Extrait du texte -

►

Depuis plus d’un siècle, chacun utilise couramment des cartes routières pour préparer un voyage ou se diriger sur le terrain, mais il faut savoir que ce n’était absolument pas le cas aux siècles précédents. Jusqu’à la fin du XVIIe siècle, il n’y avait que très peu de cartes, elles étaient d’ailleurs d’une précision toute relative et n’indiquaient pas les voies de communication. La connaissance de la topographie était limitée et le plus souvent les chemins ne figuraient que sur les plans des seigneuries. Seuls existaient quelques récits de voyages ou de pèlerinages lointains susceptibles de servir de guide routier ou d’itinéraire.
Les itinéraires n’étaient alors pas balisés et les panneaux indicateurs n’existaient pas ; s’il y avait des « Grands chemins » ou « Chemins du roi », héritiers des voies romaines et reliant les principales villes du royaume, on devait le plus souvent demander sa route aux habitants des régions traversées.
En 1552, l’éditeur parisien Charles Estienne remédia à cette situation en publiant La Guide des chemins de France, itinéraire routier très détaillé pour tout le royaume. Cet ouvrage indiquait en effet les étapes à suivre d’une ville à l’autre, avec les distances et les obstacles à franchir, les auberges et étapes sur le chemin et les villes traversées (histoire, topographie, économie, etc.). La Guide, avec ses innombrables rééditions et contrefaçons devint pendant un siècle « le livre de poche de tous les voyageurs » (suivant l’expression de Georges Reverdy), messagers, marchands ou pèlerins. D’ailleurs, Charles Estienne publia en parallèle une version réduite à l’intention des seuls pèlerins avec les itinéraires pour se rendre aux principaux centres de pèlerinages de France, d’Italie, d’Espagne et de Terre Sainte.

◄

Selon l'extrait sur les itinéraires routiers, en quelle année Charles Estienne publia-t-il La Guide des chemins de France ?

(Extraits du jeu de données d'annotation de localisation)
►

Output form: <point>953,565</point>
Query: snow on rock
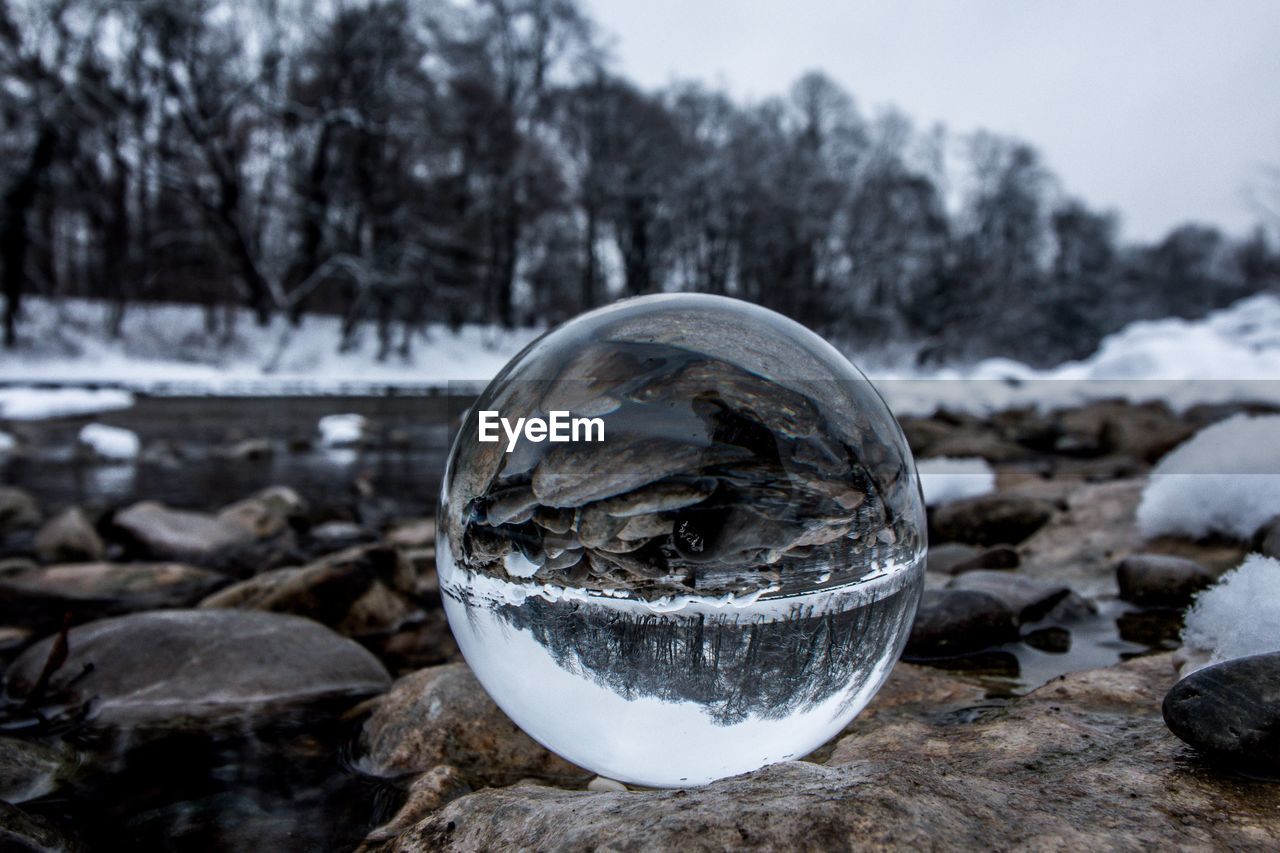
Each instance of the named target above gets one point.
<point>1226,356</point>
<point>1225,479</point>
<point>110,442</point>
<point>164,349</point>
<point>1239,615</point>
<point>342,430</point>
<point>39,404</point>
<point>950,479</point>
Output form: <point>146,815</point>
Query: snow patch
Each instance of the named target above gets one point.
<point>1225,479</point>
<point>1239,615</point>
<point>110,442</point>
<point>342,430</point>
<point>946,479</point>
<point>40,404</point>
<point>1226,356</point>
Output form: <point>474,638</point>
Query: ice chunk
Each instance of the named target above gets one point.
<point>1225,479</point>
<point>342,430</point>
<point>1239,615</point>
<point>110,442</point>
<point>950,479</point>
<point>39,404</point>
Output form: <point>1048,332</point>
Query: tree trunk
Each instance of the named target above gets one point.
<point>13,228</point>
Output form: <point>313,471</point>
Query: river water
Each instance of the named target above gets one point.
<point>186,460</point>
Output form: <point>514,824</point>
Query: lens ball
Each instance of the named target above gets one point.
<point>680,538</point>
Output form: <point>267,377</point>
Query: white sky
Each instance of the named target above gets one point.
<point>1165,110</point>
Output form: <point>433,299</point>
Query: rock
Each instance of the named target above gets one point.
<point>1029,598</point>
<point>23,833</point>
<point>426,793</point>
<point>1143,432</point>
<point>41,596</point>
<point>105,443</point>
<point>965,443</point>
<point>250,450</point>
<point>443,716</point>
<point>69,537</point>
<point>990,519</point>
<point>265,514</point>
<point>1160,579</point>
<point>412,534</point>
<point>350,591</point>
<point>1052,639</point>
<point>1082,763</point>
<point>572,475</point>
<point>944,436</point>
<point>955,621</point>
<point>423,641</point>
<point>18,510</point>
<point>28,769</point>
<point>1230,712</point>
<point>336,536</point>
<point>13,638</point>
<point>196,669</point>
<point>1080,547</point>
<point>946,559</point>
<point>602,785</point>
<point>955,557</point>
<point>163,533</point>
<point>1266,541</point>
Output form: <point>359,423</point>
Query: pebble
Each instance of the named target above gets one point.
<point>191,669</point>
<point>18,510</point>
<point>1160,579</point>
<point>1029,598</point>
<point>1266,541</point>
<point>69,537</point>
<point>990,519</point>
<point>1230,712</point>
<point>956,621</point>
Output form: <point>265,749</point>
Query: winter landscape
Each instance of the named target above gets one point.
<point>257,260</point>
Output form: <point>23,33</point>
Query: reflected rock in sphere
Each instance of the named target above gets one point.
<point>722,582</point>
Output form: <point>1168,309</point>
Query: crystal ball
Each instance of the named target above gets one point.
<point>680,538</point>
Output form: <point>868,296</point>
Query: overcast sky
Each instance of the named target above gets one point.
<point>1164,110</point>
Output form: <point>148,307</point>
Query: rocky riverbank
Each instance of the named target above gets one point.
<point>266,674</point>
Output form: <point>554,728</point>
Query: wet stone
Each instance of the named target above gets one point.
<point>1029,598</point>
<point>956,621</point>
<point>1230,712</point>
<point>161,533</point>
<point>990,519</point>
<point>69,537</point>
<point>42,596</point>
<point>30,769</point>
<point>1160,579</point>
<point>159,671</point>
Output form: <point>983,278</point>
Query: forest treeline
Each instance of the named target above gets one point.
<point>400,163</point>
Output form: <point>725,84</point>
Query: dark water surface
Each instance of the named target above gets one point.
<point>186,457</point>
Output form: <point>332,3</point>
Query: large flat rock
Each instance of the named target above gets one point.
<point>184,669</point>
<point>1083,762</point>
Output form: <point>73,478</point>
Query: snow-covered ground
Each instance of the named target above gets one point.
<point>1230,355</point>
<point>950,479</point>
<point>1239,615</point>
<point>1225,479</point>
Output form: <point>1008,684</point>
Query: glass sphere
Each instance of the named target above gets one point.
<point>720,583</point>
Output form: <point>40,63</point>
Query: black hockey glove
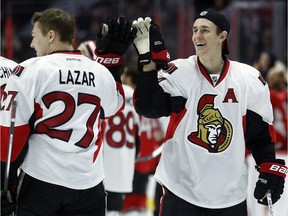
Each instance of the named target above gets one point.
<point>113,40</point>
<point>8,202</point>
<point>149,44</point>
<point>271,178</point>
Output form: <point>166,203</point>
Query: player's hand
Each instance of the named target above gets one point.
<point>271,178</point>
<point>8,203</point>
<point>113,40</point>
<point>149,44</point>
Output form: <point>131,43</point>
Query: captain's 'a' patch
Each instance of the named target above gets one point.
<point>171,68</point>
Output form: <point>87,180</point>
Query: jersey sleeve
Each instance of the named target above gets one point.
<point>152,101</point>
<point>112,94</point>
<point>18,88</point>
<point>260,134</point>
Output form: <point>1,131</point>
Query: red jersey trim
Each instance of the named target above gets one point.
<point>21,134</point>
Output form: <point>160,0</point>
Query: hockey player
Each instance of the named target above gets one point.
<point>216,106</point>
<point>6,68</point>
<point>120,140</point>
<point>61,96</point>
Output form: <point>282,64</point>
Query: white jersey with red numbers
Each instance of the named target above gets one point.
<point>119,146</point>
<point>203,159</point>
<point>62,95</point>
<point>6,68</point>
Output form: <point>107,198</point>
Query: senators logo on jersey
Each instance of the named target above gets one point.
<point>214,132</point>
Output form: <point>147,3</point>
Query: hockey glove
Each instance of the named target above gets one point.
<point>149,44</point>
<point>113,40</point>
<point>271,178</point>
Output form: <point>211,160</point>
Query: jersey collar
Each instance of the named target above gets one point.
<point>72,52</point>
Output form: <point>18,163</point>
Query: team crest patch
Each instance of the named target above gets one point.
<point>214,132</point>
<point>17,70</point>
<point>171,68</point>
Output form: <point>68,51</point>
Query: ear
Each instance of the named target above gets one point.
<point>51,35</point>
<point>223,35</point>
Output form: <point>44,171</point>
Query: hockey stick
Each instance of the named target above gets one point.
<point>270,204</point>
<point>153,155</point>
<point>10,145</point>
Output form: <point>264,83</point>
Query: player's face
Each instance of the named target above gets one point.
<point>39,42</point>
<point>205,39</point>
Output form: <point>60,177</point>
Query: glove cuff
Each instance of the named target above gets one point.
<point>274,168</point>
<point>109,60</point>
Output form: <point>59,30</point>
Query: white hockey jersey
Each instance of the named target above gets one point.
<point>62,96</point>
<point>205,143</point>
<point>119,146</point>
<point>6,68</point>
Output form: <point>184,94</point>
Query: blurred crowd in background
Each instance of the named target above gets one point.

◄

Corrigé -
En 1552.